WHAT NEEDS TO BE DONE: Exclude the images, then return every line below exactly as written.

EXERCISE MATERIALS:

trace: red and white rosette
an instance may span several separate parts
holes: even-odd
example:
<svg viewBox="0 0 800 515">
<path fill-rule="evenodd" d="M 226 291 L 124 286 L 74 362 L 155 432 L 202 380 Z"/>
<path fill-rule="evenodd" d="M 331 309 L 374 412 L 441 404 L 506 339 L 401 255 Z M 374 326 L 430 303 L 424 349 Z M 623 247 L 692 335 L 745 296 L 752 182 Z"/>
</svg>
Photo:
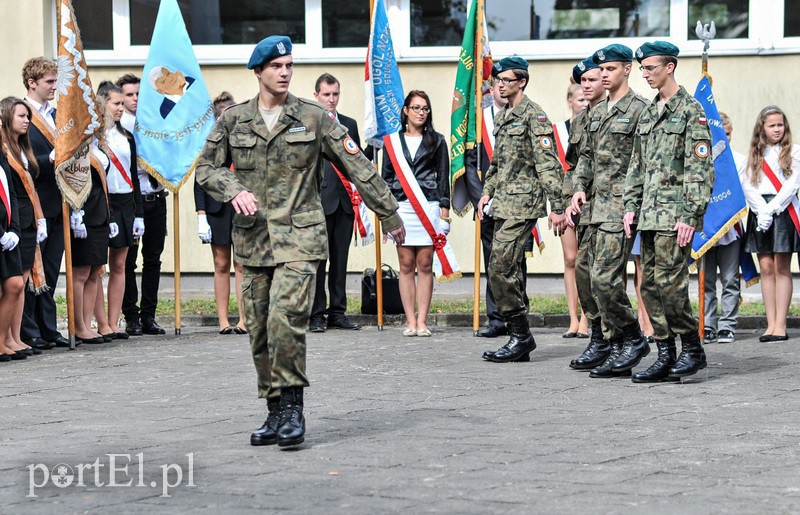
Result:
<svg viewBox="0 0 800 515">
<path fill-rule="evenodd" d="M 392 161 L 395 174 L 397 175 L 400 185 L 403 187 L 403 192 L 408 197 L 411 207 L 419 217 L 425 231 L 433 241 L 433 272 L 436 274 L 438 282 L 447 282 L 461 277 L 461 269 L 456 261 L 456 254 L 453 252 L 453 247 L 447 241 L 447 236 L 438 232 L 434 227 L 433 220 L 431 220 L 428 211 L 424 206 L 427 206 L 428 200 L 422 189 L 419 187 L 417 178 L 411 171 L 411 167 L 403 156 L 402 144 L 400 143 L 400 133 L 395 132 L 388 136 L 383 137 L 386 152 L 389 159 Z"/>
<path fill-rule="evenodd" d="M 331 163 L 331 166 L 333 166 L 333 163 Z M 342 185 L 344 186 L 347 195 L 350 197 L 350 204 L 353 206 L 353 217 L 355 218 L 353 222 L 353 232 L 356 236 L 353 241 L 353 246 L 358 247 L 359 236 L 361 236 L 362 247 L 369 245 L 375 241 L 375 231 L 372 230 L 372 224 L 369 223 L 367 206 L 361 199 L 361 195 L 358 193 L 356 185 L 347 180 L 347 177 L 345 177 L 338 168 L 333 166 L 333 169 L 336 171 L 336 175 L 339 176 L 339 180 L 342 181 Z"/>
</svg>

OUTPUT OF THE TASK:
trace: red and white rosette
an instance may span several separate parts
holes: even-odd
example:
<svg viewBox="0 0 800 515">
<path fill-rule="evenodd" d="M 226 291 L 124 286 L 74 362 L 155 432 L 202 380 Z"/>
<path fill-rule="evenodd" d="M 331 309 L 374 412 L 441 404 L 506 339 L 401 255 Z M 374 326 L 430 303 L 424 349 Z M 623 247 L 692 335 L 745 296 L 752 182 Z"/>
</svg>
Photo:
Result:
<svg viewBox="0 0 800 515">
<path fill-rule="evenodd" d="M 392 161 L 395 174 L 397 175 L 400 185 L 403 187 L 403 192 L 408 197 L 411 207 L 419 217 L 425 231 L 433 241 L 433 272 L 436 274 L 438 282 L 447 282 L 461 277 L 461 269 L 456 261 L 456 254 L 453 252 L 453 247 L 447 241 L 447 236 L 438 232 L 434 227 L 433 220 L 431 220 L 428 211 L 424 206 L 427 206 L 428 200 L 422 189 L 419 187 L 417 178 L 411 171 L 411 167 L 403 156 L 402 144 L 400 143 L 400 133 L 395 132 L 388 136 L 383 137 L 386 152 L 389 159 Z"/>
<path fill-rule="evenodd" d="M 331 163 L 331 166 L 333 166 L 333 163 Z M 342 185 L 344 186 L 347 195 L 350 197 L 350 204 L 353 206 L 353 217 L 355 218 L 353 222 L 353 232 L 356 236 L 353 241 L 353 246 L 358 247 L 359 236 L 361 236 L 362 247 L 369 245 L 375 241 L 375 231 L 372 230 L 372 224 L 369 223 L 367 206 L 361 199 L 361 195 L 358 193 L 356 185 L 347 180 L 347 177 L 345 177 L 338 168 L 333 166 L 333 169 L 336 171 L 336 175 L 339 176 L 339 180 L 342 181 Z"/>
</svg>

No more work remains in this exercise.